BRIEF: All of the entries below need to be repeated exactly.

GIVEN RECORDS:
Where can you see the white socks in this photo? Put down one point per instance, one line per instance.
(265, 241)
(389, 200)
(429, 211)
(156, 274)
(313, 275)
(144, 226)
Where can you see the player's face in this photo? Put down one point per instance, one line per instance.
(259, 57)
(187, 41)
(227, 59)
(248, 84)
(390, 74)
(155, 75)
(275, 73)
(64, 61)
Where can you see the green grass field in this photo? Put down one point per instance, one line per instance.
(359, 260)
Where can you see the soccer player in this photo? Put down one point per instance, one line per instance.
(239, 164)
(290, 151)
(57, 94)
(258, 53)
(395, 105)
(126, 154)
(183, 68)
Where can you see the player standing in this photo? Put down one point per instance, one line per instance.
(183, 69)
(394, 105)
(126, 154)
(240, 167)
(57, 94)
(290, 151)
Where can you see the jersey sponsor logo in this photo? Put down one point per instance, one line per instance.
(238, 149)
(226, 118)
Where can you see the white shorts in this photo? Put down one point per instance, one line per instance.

RESULT FOR THIS TASK:
Where can you see the white socks in this photo? Put down one point per instance, one line per instance.
(265, 241)
(389, 200)
(429, 211)
(156, 274)
(313, 275)
(144, 226)
Where can you see the player's face in this photo? Put down one point per instance, one line per instance.
(259, 57)
(187, 41)
(227, 59)
(248, 84)
(390, 74)
(155, 75)
(275, 73)
(64, 61)
Where can you see the green grass field in this photo? Put down one point per instance, one line per instance.
(359, 260)
Where can you see the soccer player in this photo? Put down one point per instance, one line per instance.
(239, 164)
(290, 151)
(57, 94)
(258, 53)
(395, 105)
(126, 154)
(183, 68)
Where can you see the player standing in this photo? Put down one point per instance, one line per instance.
(183, 69)
(394, 105)
(126, 154)
(240, 167)
(57, 94)
(290, 151)
Where can you see the jersey sponsor logo in this photo? Put down one point per instance, one line per instance.
(238, 149)
(226, 118)
Where can you see the white shorts in this photo? Put down one point per instance, one line per instance.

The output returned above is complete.